AIM
Return only the lines starting at the line that contains "the wooden wheel" and ending with the final line of the listing; include both endpoints.

★ ★ ★

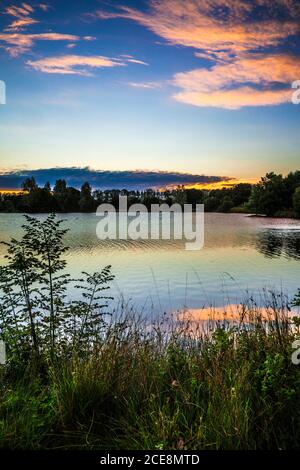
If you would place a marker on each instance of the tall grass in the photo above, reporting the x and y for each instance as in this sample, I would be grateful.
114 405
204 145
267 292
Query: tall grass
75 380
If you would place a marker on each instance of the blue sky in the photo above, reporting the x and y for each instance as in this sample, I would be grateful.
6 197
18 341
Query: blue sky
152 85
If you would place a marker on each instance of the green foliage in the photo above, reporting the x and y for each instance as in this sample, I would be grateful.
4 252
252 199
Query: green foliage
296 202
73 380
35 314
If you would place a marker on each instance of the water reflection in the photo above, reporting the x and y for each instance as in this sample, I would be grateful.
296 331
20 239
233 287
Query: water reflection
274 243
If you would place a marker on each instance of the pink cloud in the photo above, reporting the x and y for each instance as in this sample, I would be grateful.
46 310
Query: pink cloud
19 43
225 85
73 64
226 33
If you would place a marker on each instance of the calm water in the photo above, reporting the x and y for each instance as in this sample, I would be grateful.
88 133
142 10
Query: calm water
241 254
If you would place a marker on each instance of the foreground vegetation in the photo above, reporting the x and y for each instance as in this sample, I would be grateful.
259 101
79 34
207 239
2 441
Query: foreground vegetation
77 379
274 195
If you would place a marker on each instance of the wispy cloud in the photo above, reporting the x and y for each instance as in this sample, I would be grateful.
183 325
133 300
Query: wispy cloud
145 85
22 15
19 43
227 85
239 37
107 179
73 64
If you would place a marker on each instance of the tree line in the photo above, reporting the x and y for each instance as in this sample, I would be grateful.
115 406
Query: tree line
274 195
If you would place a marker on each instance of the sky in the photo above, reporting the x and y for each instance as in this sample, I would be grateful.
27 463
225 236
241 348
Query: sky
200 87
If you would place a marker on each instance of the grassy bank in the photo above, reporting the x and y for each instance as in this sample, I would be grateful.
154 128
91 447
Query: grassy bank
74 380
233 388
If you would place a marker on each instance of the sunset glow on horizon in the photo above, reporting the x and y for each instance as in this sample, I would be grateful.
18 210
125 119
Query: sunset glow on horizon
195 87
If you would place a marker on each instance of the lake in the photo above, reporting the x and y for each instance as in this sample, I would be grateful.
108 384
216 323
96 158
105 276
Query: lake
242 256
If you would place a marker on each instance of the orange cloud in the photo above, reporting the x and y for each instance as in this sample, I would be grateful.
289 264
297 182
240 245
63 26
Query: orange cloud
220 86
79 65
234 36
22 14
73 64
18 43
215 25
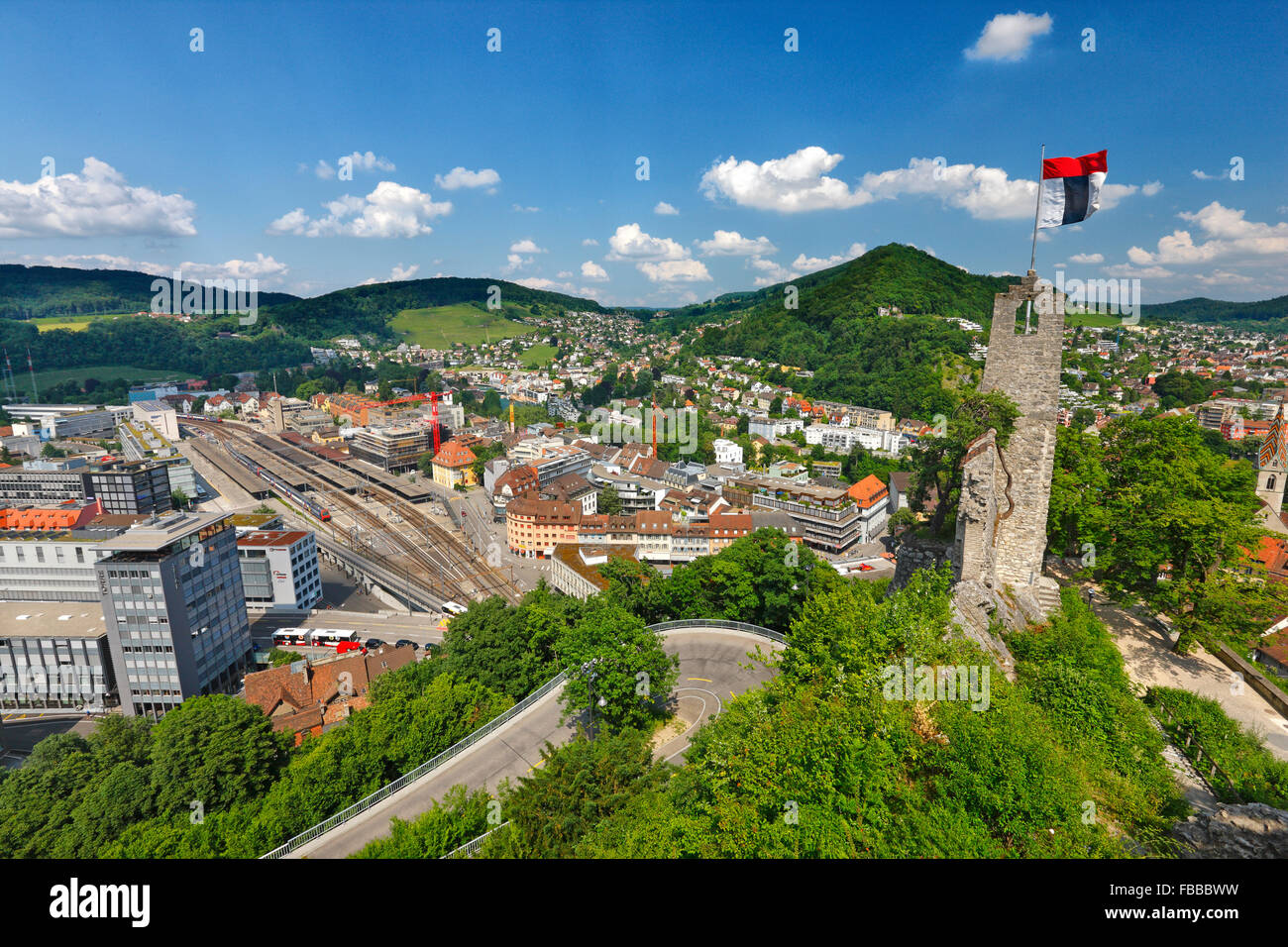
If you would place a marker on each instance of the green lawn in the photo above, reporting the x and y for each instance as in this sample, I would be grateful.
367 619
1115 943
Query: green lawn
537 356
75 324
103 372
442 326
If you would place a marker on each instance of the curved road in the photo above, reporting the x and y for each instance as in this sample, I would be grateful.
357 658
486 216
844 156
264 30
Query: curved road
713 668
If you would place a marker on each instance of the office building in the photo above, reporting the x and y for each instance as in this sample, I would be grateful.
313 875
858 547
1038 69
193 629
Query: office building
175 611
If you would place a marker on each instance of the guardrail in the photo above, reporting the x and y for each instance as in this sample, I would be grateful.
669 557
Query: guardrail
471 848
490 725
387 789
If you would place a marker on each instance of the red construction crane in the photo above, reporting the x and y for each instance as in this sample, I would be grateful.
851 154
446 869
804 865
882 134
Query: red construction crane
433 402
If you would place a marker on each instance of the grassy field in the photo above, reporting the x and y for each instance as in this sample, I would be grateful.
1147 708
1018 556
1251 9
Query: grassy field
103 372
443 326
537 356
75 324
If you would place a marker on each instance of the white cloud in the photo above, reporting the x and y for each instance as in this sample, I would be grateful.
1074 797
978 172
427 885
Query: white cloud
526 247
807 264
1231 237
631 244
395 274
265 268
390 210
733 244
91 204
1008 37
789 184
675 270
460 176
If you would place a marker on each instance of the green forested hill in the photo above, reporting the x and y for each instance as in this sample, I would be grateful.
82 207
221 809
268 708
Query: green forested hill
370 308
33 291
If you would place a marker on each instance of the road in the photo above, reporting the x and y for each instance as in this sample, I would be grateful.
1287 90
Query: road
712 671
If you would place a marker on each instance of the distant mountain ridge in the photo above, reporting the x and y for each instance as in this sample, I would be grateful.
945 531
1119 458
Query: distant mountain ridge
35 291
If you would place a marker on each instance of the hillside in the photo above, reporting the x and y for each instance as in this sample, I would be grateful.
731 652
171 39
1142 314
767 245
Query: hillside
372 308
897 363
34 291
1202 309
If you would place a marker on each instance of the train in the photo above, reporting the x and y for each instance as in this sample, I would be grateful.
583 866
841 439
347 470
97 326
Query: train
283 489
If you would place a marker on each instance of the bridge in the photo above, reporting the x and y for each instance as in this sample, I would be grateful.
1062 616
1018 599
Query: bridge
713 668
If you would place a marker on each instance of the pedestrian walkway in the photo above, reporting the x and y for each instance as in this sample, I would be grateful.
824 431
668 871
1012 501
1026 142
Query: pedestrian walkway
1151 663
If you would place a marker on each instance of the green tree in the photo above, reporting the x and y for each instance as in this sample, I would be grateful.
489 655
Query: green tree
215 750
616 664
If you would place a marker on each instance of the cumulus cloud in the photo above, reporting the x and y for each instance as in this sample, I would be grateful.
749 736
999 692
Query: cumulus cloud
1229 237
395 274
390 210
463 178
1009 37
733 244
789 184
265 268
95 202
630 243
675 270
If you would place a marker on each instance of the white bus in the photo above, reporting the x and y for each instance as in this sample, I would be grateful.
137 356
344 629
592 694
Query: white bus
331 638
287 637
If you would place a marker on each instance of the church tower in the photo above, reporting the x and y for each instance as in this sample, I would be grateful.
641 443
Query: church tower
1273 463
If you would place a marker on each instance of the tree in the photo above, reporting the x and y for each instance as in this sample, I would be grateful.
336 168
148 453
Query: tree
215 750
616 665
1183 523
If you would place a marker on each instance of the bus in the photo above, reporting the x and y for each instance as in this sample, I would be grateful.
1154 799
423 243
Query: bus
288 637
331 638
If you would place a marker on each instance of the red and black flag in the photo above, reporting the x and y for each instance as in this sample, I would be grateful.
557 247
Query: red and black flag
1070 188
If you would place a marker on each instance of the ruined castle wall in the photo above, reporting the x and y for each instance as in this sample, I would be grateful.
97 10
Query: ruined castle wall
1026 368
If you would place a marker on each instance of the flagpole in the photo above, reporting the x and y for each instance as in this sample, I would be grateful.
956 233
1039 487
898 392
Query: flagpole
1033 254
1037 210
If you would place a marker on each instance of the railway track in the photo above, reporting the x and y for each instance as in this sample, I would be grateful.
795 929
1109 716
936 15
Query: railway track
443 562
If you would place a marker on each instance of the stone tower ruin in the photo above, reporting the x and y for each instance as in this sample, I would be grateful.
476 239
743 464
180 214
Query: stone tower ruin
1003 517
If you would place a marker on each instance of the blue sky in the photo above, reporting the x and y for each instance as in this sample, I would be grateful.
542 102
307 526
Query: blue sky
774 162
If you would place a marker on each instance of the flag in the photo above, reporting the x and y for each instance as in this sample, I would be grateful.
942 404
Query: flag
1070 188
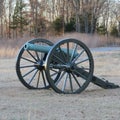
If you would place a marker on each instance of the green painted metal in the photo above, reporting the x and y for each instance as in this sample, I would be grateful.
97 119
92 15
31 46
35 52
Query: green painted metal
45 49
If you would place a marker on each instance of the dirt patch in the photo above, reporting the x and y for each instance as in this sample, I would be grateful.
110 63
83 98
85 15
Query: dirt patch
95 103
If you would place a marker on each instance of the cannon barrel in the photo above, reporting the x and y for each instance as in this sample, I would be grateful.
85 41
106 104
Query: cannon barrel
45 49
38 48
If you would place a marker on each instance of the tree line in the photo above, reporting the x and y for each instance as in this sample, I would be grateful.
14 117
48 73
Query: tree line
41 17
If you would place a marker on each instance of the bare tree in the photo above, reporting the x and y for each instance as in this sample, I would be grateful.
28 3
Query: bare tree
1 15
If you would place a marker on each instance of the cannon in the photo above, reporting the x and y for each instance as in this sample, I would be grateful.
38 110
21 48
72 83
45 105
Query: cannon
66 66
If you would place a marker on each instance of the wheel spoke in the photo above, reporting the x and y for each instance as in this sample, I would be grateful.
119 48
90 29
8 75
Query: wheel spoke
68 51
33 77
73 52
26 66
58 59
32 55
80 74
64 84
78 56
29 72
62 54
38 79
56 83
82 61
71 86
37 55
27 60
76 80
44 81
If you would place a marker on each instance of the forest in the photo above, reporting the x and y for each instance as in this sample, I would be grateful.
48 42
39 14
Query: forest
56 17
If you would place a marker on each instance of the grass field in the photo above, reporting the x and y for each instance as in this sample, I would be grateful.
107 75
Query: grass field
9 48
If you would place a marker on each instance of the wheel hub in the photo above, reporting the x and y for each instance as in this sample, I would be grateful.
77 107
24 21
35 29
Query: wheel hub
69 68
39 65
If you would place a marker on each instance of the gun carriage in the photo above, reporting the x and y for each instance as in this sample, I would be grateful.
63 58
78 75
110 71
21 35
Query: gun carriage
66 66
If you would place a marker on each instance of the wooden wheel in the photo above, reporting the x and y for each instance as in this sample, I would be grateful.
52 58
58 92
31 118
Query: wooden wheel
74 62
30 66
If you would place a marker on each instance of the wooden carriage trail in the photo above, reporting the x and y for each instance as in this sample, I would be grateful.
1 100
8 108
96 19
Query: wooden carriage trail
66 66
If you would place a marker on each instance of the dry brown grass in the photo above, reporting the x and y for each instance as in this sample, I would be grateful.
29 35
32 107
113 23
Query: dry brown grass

★ ★ ★

RESPONSE TO THIS EXERCISE
If you would place a marker on each instance of the wooden wheel in the photo above, reporting the x and y for each instance as in this sample, I would be grateful.
52 58
58 92
31 118
Query: wooden wheel
74 62
30 66
If you would place a marker on each instance of the wooden carriage trail in the photo above, reporting the x and y for each instance as in this sample, I would be grateful.
1 100
8 108
96 19
Query: wooden carriage trail
66 66
If you would place a marker on each instance of the dry brown grass in the photo above, reporting the x and y for each instance as in this sample, I would be grateful.
29 35
32 107
113 23
Query: dry brown grass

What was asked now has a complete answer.